* Written tasks
**A.** Set down the stretch of the NFL draft passage from "If the team" through "that a reality.", copying it word for word.
**B.** In the NFL draft passage, whom would Cleveland select if each team drafts the best available player that fits a team need?

* Document section
☆ ☆ ☆ ☆ ☆ ☆ ☆
If the team deems Anderson too great of a risk, they could be left with few options from among their top ten when selecting at number seven. Assuming Thomas, Russell, Quinn, and Adams are selected ahead of the seventh pick, and that the Vikings have no interest in Landry, Branch, or Anderson, the team will be left hoping that Calvin Johnson somehow falls to number seven. That probably won't happen, but it could happen if every team ahead of Minnesota takes the best available player that most fits their needs. And the continuing rise of Quinn's draft value might just make that a reality.

If each team drafts the best player available that fits a team need, the draft would follow the following sequence: Oakland would select Russell or Quinn, Detroit would select Thomas, Cleveland would select Adrian Peterson, Tampa Bay would select Russell or Quinn, whomever the Raiders elected not to draft, the Cardinals would select Adams or Branch, and Washington would select Adams or Branch, whomever the Cardinals did not select.
☆ ☆ ☆ ☆ ☆ ☆ ☆
* Information provided
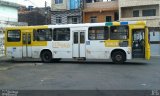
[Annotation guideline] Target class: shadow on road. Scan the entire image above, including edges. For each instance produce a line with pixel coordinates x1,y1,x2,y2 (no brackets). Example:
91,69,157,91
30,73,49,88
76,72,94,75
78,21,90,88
0,60,148,65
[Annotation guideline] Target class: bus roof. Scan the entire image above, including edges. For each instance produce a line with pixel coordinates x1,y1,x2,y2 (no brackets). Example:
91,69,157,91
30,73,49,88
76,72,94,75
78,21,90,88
6,21,146,30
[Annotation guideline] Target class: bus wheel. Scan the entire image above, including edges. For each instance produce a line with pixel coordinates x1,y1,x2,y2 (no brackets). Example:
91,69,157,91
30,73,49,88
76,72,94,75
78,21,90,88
41,51,52,63
112,51,126,64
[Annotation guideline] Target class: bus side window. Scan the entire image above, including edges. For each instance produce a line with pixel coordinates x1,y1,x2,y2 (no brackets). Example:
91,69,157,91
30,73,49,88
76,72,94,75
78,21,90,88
88,26,109,40
33,29,52,41
53,28,70,41
110,26,129,40
7,30,21,42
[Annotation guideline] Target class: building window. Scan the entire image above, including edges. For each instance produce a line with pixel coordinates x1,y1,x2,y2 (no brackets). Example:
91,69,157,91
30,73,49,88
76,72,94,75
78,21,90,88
53,28,70,41
33,29,52,41
68,16,80,24
7,30,21,42
55,0,63,4
88,27,109,40
142,9,156,16
106,16,112,22
133,10,139,17
110,26,129,40
56,17,62,24
90,16,97,23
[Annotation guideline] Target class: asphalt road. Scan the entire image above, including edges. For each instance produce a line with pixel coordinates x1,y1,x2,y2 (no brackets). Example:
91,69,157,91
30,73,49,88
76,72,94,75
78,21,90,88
0,57,160,90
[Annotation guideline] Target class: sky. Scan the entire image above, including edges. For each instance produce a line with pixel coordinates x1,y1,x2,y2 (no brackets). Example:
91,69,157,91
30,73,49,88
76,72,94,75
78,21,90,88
3,0,51,7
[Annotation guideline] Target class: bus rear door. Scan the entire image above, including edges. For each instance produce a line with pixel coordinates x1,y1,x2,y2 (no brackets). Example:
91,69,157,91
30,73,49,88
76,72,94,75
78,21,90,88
73,30,86,58
22,31,32,58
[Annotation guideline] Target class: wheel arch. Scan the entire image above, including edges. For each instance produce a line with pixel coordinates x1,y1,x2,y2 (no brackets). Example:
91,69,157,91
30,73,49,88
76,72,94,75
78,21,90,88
110,48,127,60
40,49,53,58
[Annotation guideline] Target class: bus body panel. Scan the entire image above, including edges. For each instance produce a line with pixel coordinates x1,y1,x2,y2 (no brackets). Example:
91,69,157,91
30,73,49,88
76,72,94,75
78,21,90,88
☆ ☆ ☆ ☆ ☆ ☆ ☆
* Solutions to each task
**A.**
If the team deems Anderson too great of a risk, they could be left with few options from among their top ten when selecting at number seven. Assuming Thomas, Russell, Quinn, and Adams are selected ahead of the seventh pick, and that the Vikings have no interest in Landry, Branch, or Anderson, the team will be left hoping that Calvin Johnson somehow falls to number seven. That probably won't happen, but it could happen if every team ahead of Minnesota takes the best available player that most fits their needs. And the continuing rise of Quinn's draft value might just make that a reality.

**B.** Adrian Peterson